- Short task 1: In the bread pudding recipe below, rewrite the paragraph beginning "In a bowl whisk together" as a numbered list of steps, keeping all its main facts.
- Short task 2: Put this sentence from the bread pudding recipe into Spanish: "Butter each piece thinly but thoroughly with the softened butter, then cut the slices of bread in half and put to one side."

#### Given text

Re: Bread Pudding (Fhotos)

Could it be this one:-

Baileys and Banana Bread and Butter Pudding

Having grown up in a pub, two of the alcoholic drinks I tried and got a taste for at a very early age were Baileys and a cocktail called a Snowball. Now I'm older I detest the taste of both of them!

Jools has a little drop of Baileys every now and again, so there's usually a bottle hanging about, and one day I had some bananas and it was as simple as that - I tried this recipe out and it was fantastic, one of the best possible twists on a bread and butter pudding.

Serves about 6
1/2 a loaf of pre-sliced white bread, crusts removed
55g/2oz or 1/4 pack of butter, softened
140g/5oz caster sugar
seeds from 1 vanilla pod
8 free-range eggs
500ml/18fl oz double cream
565ml/1 pint milk
4 shots of Baileys
5 bananas
4 tablespoons flaked almonds, toasted until golden
icing sugar to dust

Preheat the oven to 180°C/350°F/gas 4.

Flatten each slice of bread down as flat as possible. Butter each piece thinly but thoroughly with the softened butter, then cut the slices of bread in half and put to one side.

In a bowl whisk together the sugar, vanilla seeds and eggs till pale and fluffy, then add the cream, the milk and the Baileys and whisk until smooth. Slice up your peeled bananas and lightly toast your almonds in the preheated oven. Take an appropriately sized baking dish (or you could do individual ones) and rub the sides with a little butter. Dip each piece of bread in the egg mixture then begin to layer the bread, the sliced banana and the almonds in the baking dish. Repeat until everything has been used up, ending with a top layer of bread. Pour over the rest of your egg mixture, using your fingers to pat down the bread to make sure it soaks up all the lovely flavours.

########
#### Records shown

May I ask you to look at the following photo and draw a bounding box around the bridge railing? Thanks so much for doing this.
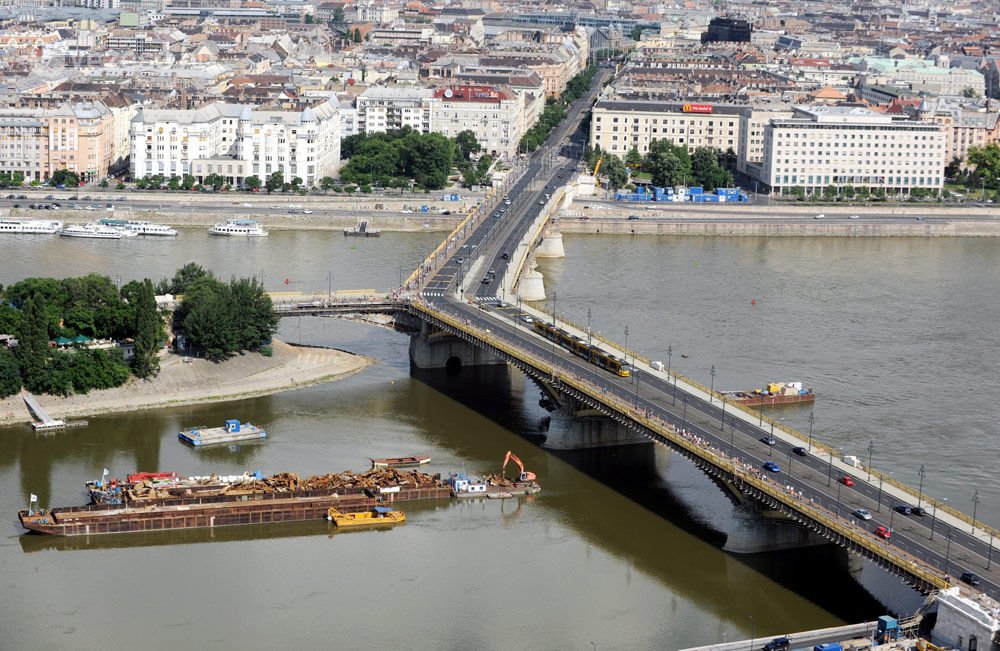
[414,303,950,588]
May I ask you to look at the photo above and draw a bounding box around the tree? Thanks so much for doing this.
[132,278,163,378]
[17,293,49,391]
[0,349,21,398]
[601,154,628,190]
[455,129,482,160]
[264,170,285,193]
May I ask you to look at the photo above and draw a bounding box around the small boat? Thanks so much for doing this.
[59,224,125,240]
[371,457,431,468]
[326,506,406,529]
[0,218,63,235]
[208,219,267,237]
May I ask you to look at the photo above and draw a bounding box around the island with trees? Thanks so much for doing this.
[0,263,278,398]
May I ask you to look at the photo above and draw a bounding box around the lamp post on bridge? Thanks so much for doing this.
[917,464,927,509]
[868,439,875,481]
[969,489,979,534]
[809,411,816,452]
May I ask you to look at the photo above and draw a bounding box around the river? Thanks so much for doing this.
[0,229,1000,649]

########

- Reply 1:
1. Whisk the sugar, vanilla seeds and eggs in a bowl until pale and fluffy, then add the cream, milk and Baileys and whisk until smooth.
2. Slice the peeled bananas and lightly toast the almonds in the preheated oven.
3. Rub the sides of a suitably sized baking dish (or individual dishes) with a little butter.
4. Dip each piece of bread in the egg mixture, then layer the bread, sliced banana and almonds in the dish.
5. Repeat until everything is used up, finishing with a top layer of bread.
6. Pour over the rest of the egg mixture and pat the bread down with your fingers so it soaks up the flavors.

- Reply 2: Unta cada trozo con la mantequilla ablandada, en una capa fina pero completa, y luego corta las rebanadas de pan por la mitad y resérvalas.